Records from a dataset

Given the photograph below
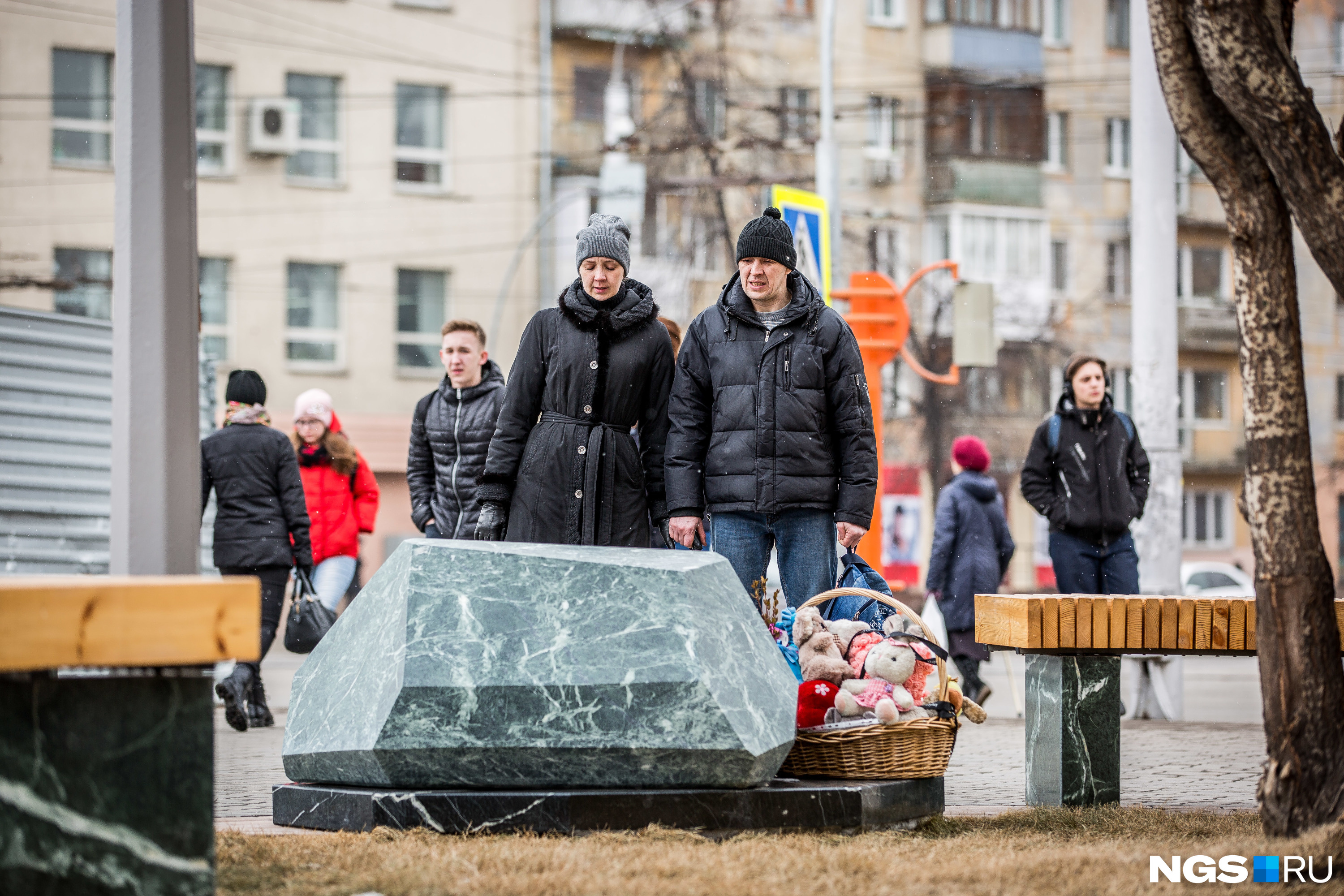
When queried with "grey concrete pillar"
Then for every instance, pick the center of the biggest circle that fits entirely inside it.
(155, 308)
(1073, 731)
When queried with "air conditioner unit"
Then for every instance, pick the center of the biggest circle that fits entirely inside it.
(273, 127)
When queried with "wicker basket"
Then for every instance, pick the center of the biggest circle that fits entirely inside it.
(916, 749)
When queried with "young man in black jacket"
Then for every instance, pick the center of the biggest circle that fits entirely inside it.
(1086, 472)
(451, 435)
(771, 426)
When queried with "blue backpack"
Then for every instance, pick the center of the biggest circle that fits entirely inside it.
(858, 574)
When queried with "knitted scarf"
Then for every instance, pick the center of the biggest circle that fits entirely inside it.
(240, 413)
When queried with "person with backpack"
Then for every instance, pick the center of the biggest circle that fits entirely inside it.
(451, 433)
(339, 489)
(261, 526)
(1086, 472)
(971, 552)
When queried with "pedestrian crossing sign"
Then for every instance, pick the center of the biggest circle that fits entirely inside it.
(806, 214)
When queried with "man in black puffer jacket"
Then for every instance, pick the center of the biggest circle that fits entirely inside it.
(771, 424)
(451, 435)
(1086, 472)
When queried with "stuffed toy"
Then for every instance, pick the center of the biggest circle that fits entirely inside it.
(819, 650)
(815, 699)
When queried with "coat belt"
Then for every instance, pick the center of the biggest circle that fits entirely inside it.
(593, 468)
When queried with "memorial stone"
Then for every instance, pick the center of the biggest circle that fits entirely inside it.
(504, 665)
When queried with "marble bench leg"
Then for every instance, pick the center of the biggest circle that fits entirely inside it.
(107, 784)
(1073, 731)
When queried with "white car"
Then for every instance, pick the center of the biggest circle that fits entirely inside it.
(1217, 581)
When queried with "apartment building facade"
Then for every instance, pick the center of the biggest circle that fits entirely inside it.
(366, 171)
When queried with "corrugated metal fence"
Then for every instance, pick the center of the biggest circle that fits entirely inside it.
(56, 443)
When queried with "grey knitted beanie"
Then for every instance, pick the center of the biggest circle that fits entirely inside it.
(768, 237)
(605, 237)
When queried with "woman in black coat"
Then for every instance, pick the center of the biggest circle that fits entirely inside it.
(564, 466)
(971, 552)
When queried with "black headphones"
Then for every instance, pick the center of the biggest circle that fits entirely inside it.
(1069, 382)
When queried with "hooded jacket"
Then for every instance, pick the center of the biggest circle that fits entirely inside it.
(260, 497)
(1096, 482)
(451, 435)
(562, 456)
(971, 547)
(340, 493)
(769, 425)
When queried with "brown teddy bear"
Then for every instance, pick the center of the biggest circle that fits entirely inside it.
(819, 650)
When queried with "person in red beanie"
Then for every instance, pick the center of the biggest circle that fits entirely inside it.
(971, 552)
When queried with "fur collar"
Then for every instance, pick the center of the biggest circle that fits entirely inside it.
(632, 308)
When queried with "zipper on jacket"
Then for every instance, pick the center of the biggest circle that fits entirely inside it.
(457, 445)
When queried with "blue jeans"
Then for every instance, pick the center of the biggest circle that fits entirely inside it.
(806, 542)
(331, 579)
(1082, 567)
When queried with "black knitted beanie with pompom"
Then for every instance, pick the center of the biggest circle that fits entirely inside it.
(768, 237)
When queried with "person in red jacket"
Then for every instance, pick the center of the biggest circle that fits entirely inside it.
(340, 491)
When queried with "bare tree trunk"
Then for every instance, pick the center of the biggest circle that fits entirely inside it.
(1297, 638)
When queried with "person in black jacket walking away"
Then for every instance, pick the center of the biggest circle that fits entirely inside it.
(772, 432)
(261, 524)
(1086, 472)
(971, 552)
(564, 466)
(451, 435)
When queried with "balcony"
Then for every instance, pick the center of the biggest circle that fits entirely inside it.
(611, 19)
(984, 181)
(996, 52)
(1207, 326)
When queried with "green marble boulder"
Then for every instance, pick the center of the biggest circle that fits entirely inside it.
(507, 665)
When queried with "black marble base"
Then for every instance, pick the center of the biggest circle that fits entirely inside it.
(783, 805)
(107, 784)
(1073, 731)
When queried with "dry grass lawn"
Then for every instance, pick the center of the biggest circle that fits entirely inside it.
(1045, 851)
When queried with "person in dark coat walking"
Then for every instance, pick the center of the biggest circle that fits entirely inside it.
(971, 552)
(261, 524)
(1086, 472)
(451, 433)
(564, 466)
(772, 432)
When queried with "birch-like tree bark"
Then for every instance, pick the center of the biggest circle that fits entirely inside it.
(1225, 72)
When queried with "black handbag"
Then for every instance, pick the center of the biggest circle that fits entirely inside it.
(308, 618)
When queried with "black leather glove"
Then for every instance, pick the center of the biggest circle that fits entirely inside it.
(494, 521)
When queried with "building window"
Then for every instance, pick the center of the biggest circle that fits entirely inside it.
(314, 339)
(711, 109)
(1057, 140)
(214, 142)
(590, 93)
(214, 308)
(1117, 148)
(84, 283)
(318, 159)
(998, 248)
(1060, 265)
(1207, 519)
(1117, 25)
(1055, 31)
(887, 14)
(1117, 269)
(421, 136)
(795, 120)
(81, 108)
(421, 299)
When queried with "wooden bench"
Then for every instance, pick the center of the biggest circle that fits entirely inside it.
(1073, 644)
(107, 727)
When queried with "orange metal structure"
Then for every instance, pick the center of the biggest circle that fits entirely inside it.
(881, 322)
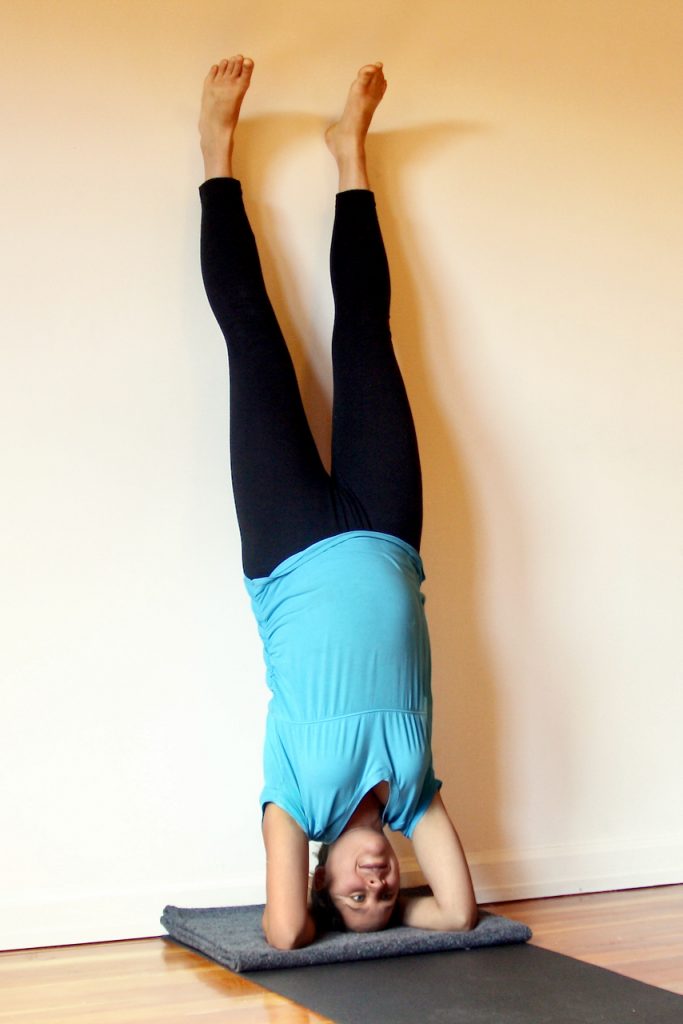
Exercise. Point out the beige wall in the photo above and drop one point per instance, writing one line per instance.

**EXERCISE BRIEF**
Output the records exactly as they appear, skipping any pictures.

**TASK SOLUTION**
Given the photograph below
When queried with "grey concrete pillar"
Then for every instance, pick the center of the biggest circle that fits entirely inside it.
(155, 308)
(1073, 731)
When queried with "air conditioner unit"
Then for every instance, pick the center of the biggest circle that fits entirely inside it.
(273, 127)
When queried with "wicker basket"
Then for every instance, pick the center of the biggest circle that fits entirely inside it.
(916, 749)
When queried with "young man in black jacket"
Then for every instance, pick the center of the biggest circle that fits entirely inside it.
(1086, 472)
(451, 435)
(771, 426)
When queried with "blue backpack"
Then for every instance, pick the center of the biggest circle that fits entirely inside it.
(858, 574)
When queried with "knitted scarf"
Then for every instance, pick the center of the biggest circle that fits entirely inside it.
(240, 413)
When queried with "person with backpack"
Then for every instance, pick the center of the biggest circle that fits entirely inside it.
(451, 433)
(339, 489)
(261, 526)
(1086, 472)
(971, 552)
When queried with "pedestrian crossing sign"
Then for every instance, pick the center of the biggest circle that fits entirely inside it.
(806, 214)
When queried with "man in black puffer jacket"
Then for every instance, pick the center of the biggest circle that fits entirely inside it.
(771, 424)
(451, 435)
(1086, 472)
When queried with "stuffed toy"
Then for every instance, pick the center of the biggest circle that fits entirely inside it.
(819, 650)
(815, 699)
When queried with "coat belt"
Then for every instance, pick the center of the biggest circle that fits entirely inside it.
(593, 468)
When queried with "memorial stone"
Then for every instance, pick the center of the biggest circle that fits entirely inside it.
(504, 665)
When queried with "marble bench leg"
Then for every instance, pick the center of the biggest circle that fits entirely inside it.
(107, 784)
(1073, 731)
When queried with "white car"
Then for every instance, pick the center of the biggest circle that fits entirely inside it.
(1217, 581)
When queried with "apartment building facade"
Then for every instance, pick the center of the biggest circle that fits entirely inside it.
(366, 171)
When queried with "corrugated metal fence"
Then for every instance, pick the center of the biggest circle that fits entirely inside it.
(56, 443)
When queried with "grey knitted beanie"
Then for every instance, pick the center of the biggest circle that fits entirely inside it.
(768, 237)
(605, 237)
When queried with "woman in black coat"
Then for every instance, pick the center of the biggest circle that fits entirely inside it.
(564, 466)
(971, 552)
When queried with "black headphones"
Then for every instance, pick the center of the biggest circle that fits entirely inside it.
(1069, 382)
When queried with "hooded jacket"
Then for every instance, pick the center of the biggest circle that fits entirely inside it.
(260, 497)
(1096, 482)
(451, 435)
(562, 456)
(971, 547)
(340, 493)
(769, 425)
When queried with "brown teddy bear"
Then for every instance, pick the center of the biggest circle that fits entirely inside it.
(819, 650)
When queried with "person in red beanie"
Then for every instance, pick the center of the biggest circle that fits entirely inside it.
(971, 552)
When queried with "fur collar"
Then for every instance, pick the center of the biggest circle that fits entirely inside it.
(632, 308)
When queried with "zipper on jacket"
Then for every instance, pick the center of the biggest circle that fits entirely inside it.
(457, 445)
When queried with "blue jeans"
Then for every instance, pick the center of the biggest circle that fits entirely inside it.
(806, 542)
(331, 579)
(1082, 567)
When queried with "black knitted beanie with pompom"
Then for every instance, pick the center of the biggest circle that fits entirely inside it.
(768, 237)
When queried with "person in red jacket"
Then for every instance, pick the center of the biggest circle that fits entirely inside it.
(340, 491)
When queried with "bare tree trunk"
Then for every instance, pick the center of the biggest circle that fits entirely inside it.
(1297, 638)
When queried with "person in black jacket walking away"
Then for every instance, pick the center of the biggest circle that fits entirely inside it.
(772, 432)
(261, 524)
(1086, 472)
(971, 552)
(564, 466)
(451, 435)
When queried with "balcony"
Then for every instance, pick the center of the biggest circle that fits entirely inside it.
(611, 19)
(984, 181)
(996, 52)
(1207, 326)
When queried with "green marble boulder"
Then for every instance, pick the center of the biggest circle that fits entirely inside it.
(507, 665)
When queried with "black marble base"
Then for every instance, pick the center of the biggest circle that fits entirely inside it.
(783, 805)
(107, 784)
(1073, 731)
When queried with "dry grass lawn"
Then for every instance, pick the center of the biggest circle that fits entirely inside it.
(1045, 851)
When queried with "person in dark coat walking"
Then for every instance, pick the center of the biggest circle that fits entirely inside it.
(971, 552)
(261, 524)
(1086, 472)
(451, 433)
(564, 466)
(772, 432)
When queried with "birch-like tree bark"
Then for every instance, pick the center of the biggest circle that fits entirely inside it.
(1225, 72)
When queried with "black handbag"
Then for every instance, pick the center of the biggest circle that fits entirely inside it.
(308, 618)
When queried with "black leather glove"
Then for every instance, pick the center of the biggest circle that fits entirely inside it.
(494, 521)
When queried with "building window"
Then for every instance, pick the center of the biggest circle that fits entirely inside it.
(314, 339)
(711, 109)
(1057, 140)
(214, 142)
(590, 93)
(214, 308)
(1117, 148)
(84, 283)
(318, 159)
(998, 248)
(1060, 265)
(1207, 519)
(1117, 25)
(1055, 31)
(887, 14)
(1117, 269)
(421, 136)
(795, 120)
(81, 108)
(421, 299)
When queried with "wooden bench"
Then for every instance, pick the center of the biggest circle that fits entirely inside it.
(1073, 644)
(107, 727)
When queried with "orange metal structure"
Then for every instance, pick the center of the biggest circle that fits entirely inside it.
(881, 322)
Exercise. Point out the beige wall in the photo above and drop one point per instance, writing one line per instance.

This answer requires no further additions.